**WORK REQUIRED:**
According to the reunion account, in what year did the classmates part company at ACS Barker Road?
**** EXERCISE TEXT
              This is the groupp that includes 
              Tan Wah Thong, the irrepressible 
              Chairman of the ACS Board of Governors. The Anglo-Chinese Schools 
              have made so much progress in his watch!
              
              
Yeo 
              Tock Soon remembers Yeo Kim What “known as Nat King Cole for his 
              singing or the Lexicographer for using bombastic words in his 
              essays. Here is an example of bombastic words from our English 
              teacher, the late Reverend T R Doraisamy: ‘Ornithological 
              specimens of identical plumage congregate invariably at the 
              closest proximity’. In other words, birds of a feather flock 
              together."
              Leonard Tan Kim Tuan recalls maths with a sprinkling of sex: “One of the most memorable lessons 
              we ever had was in Standard Seven. It was M J Singh’s Mathematics 
              class on the last day of the school year. He started the class by 
              saying: ‘The more beautiful a woman, the more dangerous she is.’ 
              Not yet streetwise, we roared with laughter. Then he told stories 
              about the ladies of the night in well known red-light districts. 
              He also described in vivid detail the painful experiences of those 
              who got infected with venereal disease. He had heard the agonising 
              screams of patients receiving the painful mercury and arsenic 
              treatment for syphilis in those days. The treatment was not very 
              effective. According to Mr Singh, some wretched patients were so 
              badly perforated that, when they went to toilet, it was like 
              turning on the shower!” 
              
              
Maybe 
              it was just as well that such stories were not retold at the 
              reunion. With us that night were two venerable former teachers and 
              ex-principals. Freddy E Keng Goon says of our two VVIPs: “I was 
              most surprised to note how young Mr Earnest Lau looks. He puts a 
              number of us to shame. The independence of Mr Lee Hah Ing at the 
              ripe old age of 90-plus really gives some of us hope. I wish that 
              those of us who manage to live to that glorious age will be like 
              him, still walking around without a walking stick!”
              Kwok Ken Doh, one of those who 
              came for the reunion from Canada, China, New Zealand, the United 
              Kingdom and the United States, says: “Having left Singapore 50 
              years ago and with the perspective of an outsider, I was impressed 
              by the achievements of many, and that seems to mirror the 
              tremendous changes and progress of Singapore itself. You can be 
              very proud of yourselves. More prosaically, many people were 
              little changed physically and were instantly recognisable as they 
              walked through the door. Success, I believe, is in large part due 
              to our good fortune in having had a good education at ACS (I still 
              appreciate Latin!).”
              
              
The 
              65 sexagenarians who attended the reunion have Tony Chan Wing Khei 
              and his team to thank for getting us together. Thanks, too, to the 
              former classmates who were not just attendees but also sponsors.
              Most of us have been friends 
              for over 60 years, meeting for the first time in ACS Coleman 
              Street in that distant year 1946. We were in Primary One then. ACS 
              Barker Road was where we parted company as classmates in 1956. But 
              we remained friends. Some of us lingered on in Barker Road for a 
              couple more years, befriending the pre-U girls. After 18/05/06, we 
              now have refreshed memories plus a CD of photographs and video 
              jointly produced by Edwin Tan, Alan Lau and Freddy E. It is 
              awesome that the images come with the memorable music and lyrics 
              of What A Wonderful World. Because it has been a wonderful 
              life, too, and we are really saying “I love you” to our alma 
              mater, our former classmates & lifelong friends, our ACS teachers 
              and principals, and all ACSians past, present and future.
********
**** DATASET EXTRACT
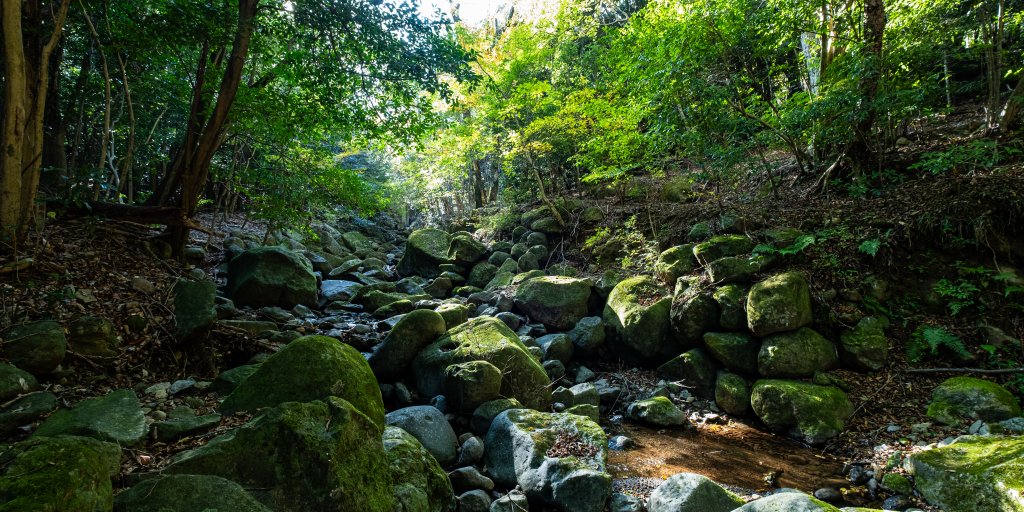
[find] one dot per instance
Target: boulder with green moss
********
**EXERCISE SOLUTION:**
1956